• EXTRACT TO READ
----------------

Studio album by Peter Holsapple and Chris Stamey
- Released: 1991
- Recorded: 1990, Hoboken, New Jersey
- Genre: Guitar pop, jangle pop
- Length: 46:07
- Label: Rhino
- Producer: Peter Holsapple, Chris Stamey

Peter Holsapple chronology
|  | Mavericks (1991) | Out of My Way (1997) |

= Mavericks (Peter Holsapple and Chris Stamey album) =

Mavericks is a collaborative album by the two original singer/songwriters of jangle pop band the dB's, Peter Holsapple and Chris Stamey. It was originally released in 1991 on Rhino Records and was re-released on January 15, 2008 by Collectors' Choice Music. The reissue featured six previously unreleased tracks. The album is noted for having a more acoustic and slower sound than Holsapple and Stamey's work with the dB's.

----------------

• SUPPLIED MATERIAL
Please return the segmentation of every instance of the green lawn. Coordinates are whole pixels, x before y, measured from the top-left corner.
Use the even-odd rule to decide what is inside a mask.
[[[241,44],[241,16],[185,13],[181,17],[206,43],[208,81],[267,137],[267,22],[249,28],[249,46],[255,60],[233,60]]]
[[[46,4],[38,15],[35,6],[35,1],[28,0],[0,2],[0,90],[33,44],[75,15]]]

----------------

• LIST OF TASKS
A – Summarize the article about the album Mavericks in two sentences.
B – Extend the article about the album Mavericks, picking up right after its final sentence.

• EXERCISE RESPONSES
A – Mavericks is a collaborative album by Peter Holsapple and Chris Stamey, the two original singer/songwriters of the jangle pop band the dB's, first released on Rhino Records in 1991. It was reissued by Collectors' Choice Music on January 15, 2008 with six previously unreleased tracks, and it is noted for a more acoustic and slower sound than the pair's work with the dB's.

B –
==Critical reception==

Professional ratings
Review scores
| Source | Rating |
| AllMusic |  |
| Chicago Tribune |  |
| Entertainment Weekly | A |
| Robert Christgau | (choice cut) |

Reissue
Review scores
| Source | Rating |
| Blogcritics | (favorable) |
| No Depression | (favorable) |
| PopMatters | 7/10 |

===Initial===
Upon its release, Mavericks received a very favorable review from Ira Robbins, who wrote in Entertainment Weekly that the album "resonates with emotional power." Robbins gave the album an A grade. A more mixed review appeared in the Chicago Tribune, where Mark Caro gave the album 2.5 stars out of 4 and wrote that "A few of the songs sit there like pudding on a plate, but others... seep in over time."

===Retrospective===
After the album was reissued in 2008, Michael Berick wrote in No Depression that Holsapple and Stamey "convey a sense of worldly experience in these songs," and Aarik Danielsen wrote in PopMatters that the album belongs "along the timeline of great heartland/jangle rock recordings of all-time". Holsapple told Magnet in 2009 that people often told him they thought Mavericks was "beautiful".

==Track listing==
1. "Angels" (Stamey, Holsapple)
2. "I Know You Will" (Holsapple)
3. "Here Without You" (Gene Clark)
4. "Close Your Eyes" (Stamey)
5. "Anymore" (Holsapple)
6. "I Want To Break Your Heart" (Stamey)
7. "She Was The One" (Holsapple)
8. "Geometry" (Stamey)
9. "The Child in You" (Holsapple)
10. "Lovers Rock" (Stamey)
11. "Taken" (Holsapple)
12. "Haven't Got The Right (To Treat Me Wrong)" (Stamey)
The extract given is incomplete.